# START OF DATASET RECORDS
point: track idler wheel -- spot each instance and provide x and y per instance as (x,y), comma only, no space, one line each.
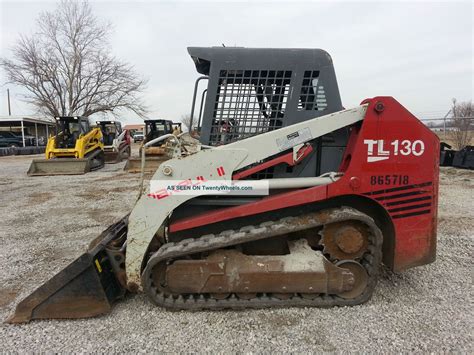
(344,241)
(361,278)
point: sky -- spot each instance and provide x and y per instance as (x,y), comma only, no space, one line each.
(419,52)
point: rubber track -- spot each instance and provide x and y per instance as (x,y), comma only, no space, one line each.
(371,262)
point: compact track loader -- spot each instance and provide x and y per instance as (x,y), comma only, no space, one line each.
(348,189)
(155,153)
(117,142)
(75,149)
# END OF DATASET RECORDS
# START OF DATASET RECORDS
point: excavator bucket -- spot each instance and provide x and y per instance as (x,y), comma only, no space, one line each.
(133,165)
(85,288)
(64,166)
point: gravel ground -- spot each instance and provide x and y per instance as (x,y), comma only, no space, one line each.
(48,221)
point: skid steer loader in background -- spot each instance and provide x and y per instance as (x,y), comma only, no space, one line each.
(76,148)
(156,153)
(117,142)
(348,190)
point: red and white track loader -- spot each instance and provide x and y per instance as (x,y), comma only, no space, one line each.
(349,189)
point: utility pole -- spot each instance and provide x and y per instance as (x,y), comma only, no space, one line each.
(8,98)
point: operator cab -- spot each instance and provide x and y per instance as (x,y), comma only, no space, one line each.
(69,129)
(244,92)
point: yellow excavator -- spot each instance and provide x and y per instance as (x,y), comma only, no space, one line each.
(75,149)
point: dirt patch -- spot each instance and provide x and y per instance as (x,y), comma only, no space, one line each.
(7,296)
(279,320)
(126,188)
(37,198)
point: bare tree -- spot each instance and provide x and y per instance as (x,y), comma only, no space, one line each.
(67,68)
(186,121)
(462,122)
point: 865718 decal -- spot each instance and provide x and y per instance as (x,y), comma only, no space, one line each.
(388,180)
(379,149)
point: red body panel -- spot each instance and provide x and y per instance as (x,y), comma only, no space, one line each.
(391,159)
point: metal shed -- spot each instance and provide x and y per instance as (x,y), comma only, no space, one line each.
# END OF DATASET RECORDS
*PROBLEM TO WORK ON*:
Show every line in the material above that contains the word "loader", copying each one in full.

*RESPONSE FOR THIS EXERCISE*:
point: compact track loader -- spot each instance and provide x and y per instance as (x,y), comma only, no space, one line each.
point: skid steer loader in background -- spot each instance and provide x and y per instance as (x,y), comma only, no space, one line each.
point: red and white track loader -- spot each instance and provide x and y per instance as (x,y), comma only, no space, one line each.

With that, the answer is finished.